• Goal: Your task is to repeat, word for word, the line containing "I would be grateful for your help identifying the weeping" and all lines that follow it to the end of the material, and no other lines.

• Exercise material:
================================

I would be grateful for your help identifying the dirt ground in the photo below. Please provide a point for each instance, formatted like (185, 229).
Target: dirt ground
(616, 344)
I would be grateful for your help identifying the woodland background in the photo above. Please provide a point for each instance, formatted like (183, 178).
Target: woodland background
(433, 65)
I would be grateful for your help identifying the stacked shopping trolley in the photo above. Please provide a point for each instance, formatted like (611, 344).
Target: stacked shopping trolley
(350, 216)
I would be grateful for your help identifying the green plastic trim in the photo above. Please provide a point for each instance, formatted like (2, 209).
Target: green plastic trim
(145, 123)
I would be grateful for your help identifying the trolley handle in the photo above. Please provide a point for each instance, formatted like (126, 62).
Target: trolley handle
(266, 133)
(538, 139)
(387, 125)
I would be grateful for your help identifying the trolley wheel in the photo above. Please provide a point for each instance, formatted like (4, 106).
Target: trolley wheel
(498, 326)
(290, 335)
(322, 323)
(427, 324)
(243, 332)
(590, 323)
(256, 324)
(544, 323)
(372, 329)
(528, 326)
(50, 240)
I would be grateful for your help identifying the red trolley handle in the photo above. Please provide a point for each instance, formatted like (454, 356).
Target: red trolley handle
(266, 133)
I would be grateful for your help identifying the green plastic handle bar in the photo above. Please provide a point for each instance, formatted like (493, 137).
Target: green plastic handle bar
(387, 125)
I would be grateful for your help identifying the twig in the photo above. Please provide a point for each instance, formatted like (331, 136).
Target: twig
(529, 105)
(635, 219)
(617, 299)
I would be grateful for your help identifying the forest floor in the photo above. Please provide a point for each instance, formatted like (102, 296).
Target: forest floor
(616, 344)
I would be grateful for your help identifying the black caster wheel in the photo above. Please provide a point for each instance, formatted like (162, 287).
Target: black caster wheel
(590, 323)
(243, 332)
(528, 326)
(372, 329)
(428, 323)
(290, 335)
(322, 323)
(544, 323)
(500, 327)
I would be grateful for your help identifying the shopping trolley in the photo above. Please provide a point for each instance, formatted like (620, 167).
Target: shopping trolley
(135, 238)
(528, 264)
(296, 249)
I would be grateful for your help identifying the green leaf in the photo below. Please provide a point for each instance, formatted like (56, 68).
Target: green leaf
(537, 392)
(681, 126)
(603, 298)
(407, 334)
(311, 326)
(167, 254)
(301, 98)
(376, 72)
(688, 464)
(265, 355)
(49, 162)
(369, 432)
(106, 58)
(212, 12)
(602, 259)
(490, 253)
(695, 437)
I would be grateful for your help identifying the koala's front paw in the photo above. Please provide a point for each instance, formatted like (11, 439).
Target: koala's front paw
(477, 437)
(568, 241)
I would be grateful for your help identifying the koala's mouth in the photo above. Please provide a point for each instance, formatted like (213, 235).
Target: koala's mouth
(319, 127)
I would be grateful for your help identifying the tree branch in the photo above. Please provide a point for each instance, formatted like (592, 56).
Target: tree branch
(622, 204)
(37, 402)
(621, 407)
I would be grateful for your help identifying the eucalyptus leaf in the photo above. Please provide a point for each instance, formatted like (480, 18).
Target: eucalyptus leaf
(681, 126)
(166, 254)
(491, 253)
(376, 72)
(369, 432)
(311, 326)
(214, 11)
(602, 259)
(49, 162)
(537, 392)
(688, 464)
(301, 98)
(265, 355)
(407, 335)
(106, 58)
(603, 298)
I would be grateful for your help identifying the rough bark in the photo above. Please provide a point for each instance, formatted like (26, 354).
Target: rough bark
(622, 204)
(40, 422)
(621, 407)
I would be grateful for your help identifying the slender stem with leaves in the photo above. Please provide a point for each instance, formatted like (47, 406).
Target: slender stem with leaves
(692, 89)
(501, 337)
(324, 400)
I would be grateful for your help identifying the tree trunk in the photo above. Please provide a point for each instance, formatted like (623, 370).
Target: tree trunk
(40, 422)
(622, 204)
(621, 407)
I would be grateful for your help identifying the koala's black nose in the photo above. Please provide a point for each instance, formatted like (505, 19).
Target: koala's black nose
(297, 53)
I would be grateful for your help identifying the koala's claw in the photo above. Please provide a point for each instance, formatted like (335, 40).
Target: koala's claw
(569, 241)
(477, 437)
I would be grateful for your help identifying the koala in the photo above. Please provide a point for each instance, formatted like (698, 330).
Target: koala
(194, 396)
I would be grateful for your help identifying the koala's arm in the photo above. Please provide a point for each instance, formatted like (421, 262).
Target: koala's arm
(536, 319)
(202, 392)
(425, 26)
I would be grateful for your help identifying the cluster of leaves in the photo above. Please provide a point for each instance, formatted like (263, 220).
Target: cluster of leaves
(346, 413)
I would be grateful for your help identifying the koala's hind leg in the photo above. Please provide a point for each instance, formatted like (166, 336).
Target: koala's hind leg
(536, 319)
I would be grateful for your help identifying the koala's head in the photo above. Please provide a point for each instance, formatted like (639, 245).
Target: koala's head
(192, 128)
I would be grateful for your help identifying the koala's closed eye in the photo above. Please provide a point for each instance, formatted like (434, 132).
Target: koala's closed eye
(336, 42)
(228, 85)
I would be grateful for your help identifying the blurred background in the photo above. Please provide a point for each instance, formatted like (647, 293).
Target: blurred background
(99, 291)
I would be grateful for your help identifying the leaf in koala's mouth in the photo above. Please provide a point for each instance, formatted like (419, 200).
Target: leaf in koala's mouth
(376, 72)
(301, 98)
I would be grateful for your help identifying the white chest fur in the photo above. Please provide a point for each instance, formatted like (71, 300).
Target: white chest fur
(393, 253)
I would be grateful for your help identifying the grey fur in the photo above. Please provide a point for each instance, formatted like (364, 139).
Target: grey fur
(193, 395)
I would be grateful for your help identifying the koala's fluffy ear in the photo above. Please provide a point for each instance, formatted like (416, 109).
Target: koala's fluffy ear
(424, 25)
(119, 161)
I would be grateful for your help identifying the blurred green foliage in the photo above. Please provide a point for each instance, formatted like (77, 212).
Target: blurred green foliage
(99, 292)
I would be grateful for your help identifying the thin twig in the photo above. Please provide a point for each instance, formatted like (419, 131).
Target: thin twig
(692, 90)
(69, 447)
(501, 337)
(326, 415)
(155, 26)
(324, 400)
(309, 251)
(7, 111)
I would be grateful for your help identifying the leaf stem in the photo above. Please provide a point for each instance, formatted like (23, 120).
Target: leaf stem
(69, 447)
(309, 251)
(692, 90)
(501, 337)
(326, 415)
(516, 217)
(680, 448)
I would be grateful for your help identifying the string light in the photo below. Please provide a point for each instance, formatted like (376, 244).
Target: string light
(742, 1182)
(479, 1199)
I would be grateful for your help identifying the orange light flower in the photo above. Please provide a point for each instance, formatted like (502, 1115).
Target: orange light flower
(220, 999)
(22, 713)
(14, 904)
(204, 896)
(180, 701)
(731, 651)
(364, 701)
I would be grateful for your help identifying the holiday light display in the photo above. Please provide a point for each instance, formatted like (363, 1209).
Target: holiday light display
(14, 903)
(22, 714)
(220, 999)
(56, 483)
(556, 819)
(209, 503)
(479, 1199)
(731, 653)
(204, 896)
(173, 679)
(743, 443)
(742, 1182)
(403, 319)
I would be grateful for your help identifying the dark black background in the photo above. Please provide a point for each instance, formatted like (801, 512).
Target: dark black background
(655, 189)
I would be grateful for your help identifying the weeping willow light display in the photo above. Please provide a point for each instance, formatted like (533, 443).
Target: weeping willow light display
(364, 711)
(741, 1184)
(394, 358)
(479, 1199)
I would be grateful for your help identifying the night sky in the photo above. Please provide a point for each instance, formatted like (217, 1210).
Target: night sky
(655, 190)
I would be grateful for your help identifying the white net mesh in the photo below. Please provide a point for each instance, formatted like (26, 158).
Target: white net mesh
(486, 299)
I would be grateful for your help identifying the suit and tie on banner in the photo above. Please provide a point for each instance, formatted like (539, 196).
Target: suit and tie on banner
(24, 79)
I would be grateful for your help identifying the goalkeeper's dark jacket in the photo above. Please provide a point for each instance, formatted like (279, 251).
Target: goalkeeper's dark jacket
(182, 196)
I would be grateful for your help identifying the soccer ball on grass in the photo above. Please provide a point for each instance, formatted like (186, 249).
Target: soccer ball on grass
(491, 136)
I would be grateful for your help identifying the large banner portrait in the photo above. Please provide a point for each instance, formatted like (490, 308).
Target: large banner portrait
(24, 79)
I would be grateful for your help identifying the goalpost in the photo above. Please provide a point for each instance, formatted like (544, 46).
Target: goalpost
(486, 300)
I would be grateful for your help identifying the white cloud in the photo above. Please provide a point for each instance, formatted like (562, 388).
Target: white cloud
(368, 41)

================================

• Written reply:
I would be grateful for your help identifying the weeping willow light display in the photo above. Please provide a point for each instance, formatted like (533, 443).
Target: weeping willow light display
(364, 711)
(741, 1184)
(394, 358)
(479, 1199)
I would be grateful for your help identifying the night sky in the photo above. Please provide a point for each instance, formatted like (217, 1210).
Target: night sky
(655, 190)
I would be grateful for your help identifying the white net mesh in the photo below. Please provide a point for each instance, formatted like (26, 158).
Target: white net mesh
(486, 299)
I would be grateful for your help identifying the suit and tie on banner in the photo above. Please provide a point for each instance, formatted like (539, 196).
Target: suit and tie on banner
(24, 79)
I would be grateful for your help identifying the goalkeeper's dark jacket in the photo above. Please provide a point for each instance, formatted like (279, 251).
Target: goalkeeper's dark jacket
(182, 196)
I would be grateful for your help identifying the soccer ball on grass in the photo above. Please provide a point for each instance, formatted like (186, 249).
Target: soccer ball on grass
(491, 136)
I would be grateful for your help identifying the large banner portrait in the photo above. Please provide a point for each instance, formatted like (490, 308).
Target: large banner portrait
(24, 79)
I would be grateful for your help identifying the goalpost in the photo above. Please provide a point for each instance, formatted like (544, 46).
Target: goalpost
(486, 300)
I would be grateful for your help identifying the white cloud in the photo above. Please provide a point for each instance, formatted like (562, 388).
Target: white cloud
(368, 41)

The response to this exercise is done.